Passage given:

I dreamt up the following single-winner voting system in the car while driving to Eugene, Oregon on vacation. I make no representation that it is any good, nor that it’s better than anything currently known or in use, nor that’s it’s worth your time to read this.
Commentary and rationale will be explained at the bottom of this post
The system is a 2-round system. The first round uses an approval ballot, and the second round asks voters to choose between two candidates.
([•] indicates a constant that can be changed during implementation)
Round One:
Tally all approvals for each candidate
If there are two or more candidates with at least a 50% [•] approval rating, remove all candidates with less than [50%] approval. Otherwise, return the highest-approved candidate as the winner of the election
If there are only two candidates remaining, proceed to Round Two with the two remaining candidates. If there are more than four candidates, remove all but the four [• ; shouldn’t be higher than 6 or 7] highest rated candidates.
Consider all pairs of candidates that includes at least one of the top two candidates. For each pair, a candidate’s Opposing-Approval is that candidate’s approval rating among the 10% [•] that least approve of the other candidate. (That is to say, if the other candidate has less than [90%] approval, it is the first candidate’s approval among those who oppose the other candidate. The quantity approaches the candidate’s overall approval as the approval of the other candidate approaches 100%)
Each’s pair’s Score is the sum of the two candidates’ Opposing-Approval. A higher score means that voters who don’t approve of candidate A tend to approve of candidate B, and vice-versa. If the supporters of A and B tend to overlap, the pair’s score will be low.
Send the pair (among those considered in step 4) with the highest score to Round Two
Round Two
Ask voters which candidate they prefer. The more preferred candidate is the winner. Voters may, of course, express no preference, but that will not affect the outcome.
Commentary and Rationale
I’ve been considering the hypothesis that the polarizing nature of plurality vote (FPTP) may actually be a feature, not a bug. While I suspect this hypothesis is likely (at least mostly) wrong, and that the center-seeking / consensus-building nature of Approval voting is one of its most valuable features, the described system was created to combine the consensus-seeking nature of AV with the contest between two opposing viewpoints provided by FPTP.
Below a certain approval rating, the system behaves like AV as a failsafe against the failure mode present in FPTP where a very unpopular candidate can win as long as their opponent is just as bad (IIRC, Instant Runoff doesn’t completely address this). Likewise, the winning candidate will always be one of the most approved, even if they’re not the highest-approved candidate.
But above a certain level of approval, the system intentionally introduces a degree of polarization, seeking out a pair of candidates with some disagreement between their bases, and choosing one or the other. This increases the “temperature” of the system, allowing potentially controversial but high-value strategies to be tried, encouraging candidates to not just play things safe. This could potentially lead to a bolder style of leadership than pure approval voting (though note that it is a misconception that AV will produce milquetoast, boring, spineless appointees; AV searches for a candidate who is exciting and compelling to all voters, not just to a particular fraction of voters). While some countries may be content with a middle-of-the-road style of leadership like AV provides, perhaps some countries may desire the dynamic quality this system intends to share with FPTP.

Dataset:

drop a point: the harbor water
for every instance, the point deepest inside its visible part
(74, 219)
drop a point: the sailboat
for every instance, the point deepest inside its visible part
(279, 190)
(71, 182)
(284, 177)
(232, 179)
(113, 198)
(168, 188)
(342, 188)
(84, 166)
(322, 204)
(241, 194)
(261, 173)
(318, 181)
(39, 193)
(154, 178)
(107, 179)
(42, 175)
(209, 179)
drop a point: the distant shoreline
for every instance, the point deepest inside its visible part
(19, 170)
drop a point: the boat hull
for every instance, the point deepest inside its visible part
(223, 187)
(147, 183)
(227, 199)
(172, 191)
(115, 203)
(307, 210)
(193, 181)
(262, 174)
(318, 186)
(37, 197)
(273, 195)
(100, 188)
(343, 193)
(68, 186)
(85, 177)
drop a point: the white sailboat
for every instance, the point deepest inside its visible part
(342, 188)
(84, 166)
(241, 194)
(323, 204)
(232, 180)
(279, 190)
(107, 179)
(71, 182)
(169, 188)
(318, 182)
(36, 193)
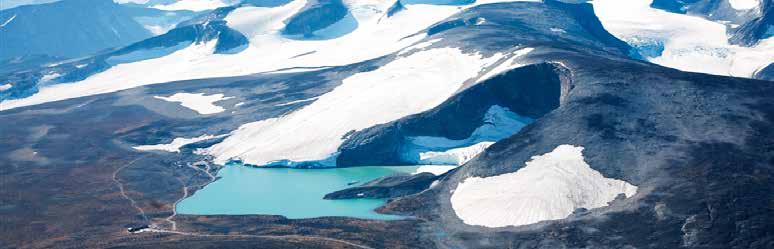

Objective:
Extend the voting-system post from its final sentence. The entries play no part in this work.

In response:
Again, I make no representation that this system is actually any good.
Alternative: Something like condorcet voting, where voters receive a random subset of pairs to compare. For a simple analysis, the number of pairs could be 1. (Or instead of pairs, a voter could asked to choose ‘the best’.)
I dreamt up the following single-winner voting system in the car while driving to Eugene, Oregon on vacation. I make no representation that it is any good, nor that it’s better than anything currently known or in use, nor that’s it’s worth your time to read this.
Commentary and rationale will be explained at the bottom of this post
The system is a 2-round system. The first round uses an approval ballot, and the second round asks voters to choose between two candidates.
([•] indicates a constant that can be changed during implementation)
Round One:
Tally all approvals for each candidate
If there are two or more candidates with at least a 50% [•] approval rating, remove all candidates with less than [50%] approval. Otherwise, return the highest-approved candidate as the winner of the election
If there are only two candidates remaining, proceed to Round Two with the two remaining candidates. If there are more than four candidates, remove all but the four [• ; shouldn’t be higher than 6 or 7] highest rated candidates.
Consider all pairs of candidates that includes at least one of the top two candidates. For each pair, a candidate’s Opposing-Approval is that candidate’s approval rating among the 10% [•] that least approve of the other candidate. (That is to say, if the other candidate has less than [90%] approval, it is the first candidate’s approval among those who oppose the other candidate. The quantity approaches the candidate’s overall approval as the approval of the other candidate approaches 100%)
Each’s pair’s Score is the sum of the two candidates’ Opposing-Approval. A higher score means that voters who don’t approve of candidate A tend to approve of candidate B, and vice-versa. If the supporters of A and B tend to overlap, the pair’s score will be low.
Send the pair (among those considered in step 4) with the highest score to Round Two
Round Two
Ask voters which candidate they prefer. The more preferred candidate is the winner. Voters may, of course, express no preference, but that will not affect the outcome.
Commentary and Rationale
I’ve been considering the hypothesis that the polarizing nature of plurality vote (FPTP) may actually be a feature, not a bug. While I suspect this hypothesis is likely (at least mostly) wrong, and that the center-seeking / consensus-building nature of Approval voting is one of its most valuable features, the described system was created to combine the consensus-seeking nature of AV with the contest between two opposing viewpoints provided by FPTP.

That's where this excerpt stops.